Задание: Продолжите текст о додинской постановке «Гамлета», начав сразу после его последнего предложения.

Исходный текст:
------------------------------------------------
Ключевая в этом спектакле — конечно же, сцена «мышеловки».

Артисты, прибывшие ко двору (Игорь Иванов, Сергей Курышев, Сергей Козырев), разыгрывают тут не «Убийство Гонзаго» — как у Шекспира. Они по просьбе главного героя читают сцену встречи Гамлета (из книжки) с Призраком, а потом еще и покаянный монолог Клавдия. На самом деле никакой встречи не было и Клавдий не убивал брата, но Гамлет верит в сюжет, по его же инициативе разыгранный на сцене, с истовостью телевизионных пропагандистов, которые сами пишут сценарии про распятых мальчиков и сами же в какой-то момент начинают воспринимать их как реальность. Раз мальчика распяли, значит, наши ответные действия оправданны. Раз Призрак рассказал, что Клавдий — убийца, значит, можно не останавливаться ни перед каким насилием. В книжке, которую читает Гамлет, много красивых слов. Миром, в котором он живет, правит одна чистая прагматика.

Хороший современный театр вообще невозможен без прививки Брехта, без его трезвости, без его иронии, без его рациональности, без его развенчания всех и всяческих иллюзий. Без них сцена, желая того или нет, впадает в старомодную мимимишность. Додин ею никогда не страдал, но тут он последователен как никогда. «Гамлета», которого он поставил, написал не Шекспир. Его скорее написал Брехт. И брехтовская трезвость явлена во всех частях этого спектакля.
------------------------------------------------
Исходные данные:
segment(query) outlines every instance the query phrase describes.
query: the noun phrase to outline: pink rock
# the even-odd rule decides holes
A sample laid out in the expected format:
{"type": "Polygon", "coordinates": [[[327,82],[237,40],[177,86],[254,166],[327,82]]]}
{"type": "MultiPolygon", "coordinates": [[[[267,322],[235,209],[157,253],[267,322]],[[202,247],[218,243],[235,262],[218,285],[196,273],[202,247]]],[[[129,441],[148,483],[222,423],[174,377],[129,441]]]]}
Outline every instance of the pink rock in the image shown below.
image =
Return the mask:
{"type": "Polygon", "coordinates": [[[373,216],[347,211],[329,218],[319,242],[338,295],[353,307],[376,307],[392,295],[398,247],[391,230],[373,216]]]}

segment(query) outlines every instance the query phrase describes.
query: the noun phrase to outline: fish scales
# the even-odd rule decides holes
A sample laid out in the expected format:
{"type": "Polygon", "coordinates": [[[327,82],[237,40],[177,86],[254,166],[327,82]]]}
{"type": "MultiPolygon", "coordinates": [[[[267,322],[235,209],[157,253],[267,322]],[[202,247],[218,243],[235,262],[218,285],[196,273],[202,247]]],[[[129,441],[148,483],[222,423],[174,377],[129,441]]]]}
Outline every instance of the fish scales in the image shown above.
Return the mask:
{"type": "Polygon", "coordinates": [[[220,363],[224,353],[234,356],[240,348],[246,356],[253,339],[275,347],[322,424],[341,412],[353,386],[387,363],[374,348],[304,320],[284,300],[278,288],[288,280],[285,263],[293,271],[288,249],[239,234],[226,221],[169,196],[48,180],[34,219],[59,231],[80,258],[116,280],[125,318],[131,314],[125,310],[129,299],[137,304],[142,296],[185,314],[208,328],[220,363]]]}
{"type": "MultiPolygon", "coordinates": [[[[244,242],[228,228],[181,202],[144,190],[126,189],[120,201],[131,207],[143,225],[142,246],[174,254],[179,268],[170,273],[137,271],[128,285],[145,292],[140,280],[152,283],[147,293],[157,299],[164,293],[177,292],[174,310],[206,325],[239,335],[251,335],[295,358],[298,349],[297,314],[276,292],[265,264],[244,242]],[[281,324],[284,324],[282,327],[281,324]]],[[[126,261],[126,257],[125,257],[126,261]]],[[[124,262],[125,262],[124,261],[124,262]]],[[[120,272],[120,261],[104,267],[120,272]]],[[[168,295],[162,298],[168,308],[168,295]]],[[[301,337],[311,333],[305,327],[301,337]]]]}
------------------------------------------------
Результат выполнения:
Ведь, если задуматься, наша святая вера в то, что классики были правы и знали великие истины, наше неизменное желание развесить их на стенах в виде икон так же опасны, как и любые иллюзии. Классику нельзя обожествлять, как нельзя обожествлять все остальное. Ее нельзя ставить «как написано». Если ставить «как написано» — это и есть мышеловка. Только критический взгляд на мир, на прошлое, на великих героев, на великую литературу может нас спасти.

А иначе — вечная борьба за престол, вечное хождение по кровавому кругу, вечное сражение за узкую, совершенно бессмысленную полоску земли, которое ведет Фортинбрас (ни в одном спектакле еще эти шекспировские строки не звучали так актуально), а на деле ведем все мы.

В сцене «мышеловки» можно обнаружить и еще один подспудный сюжет.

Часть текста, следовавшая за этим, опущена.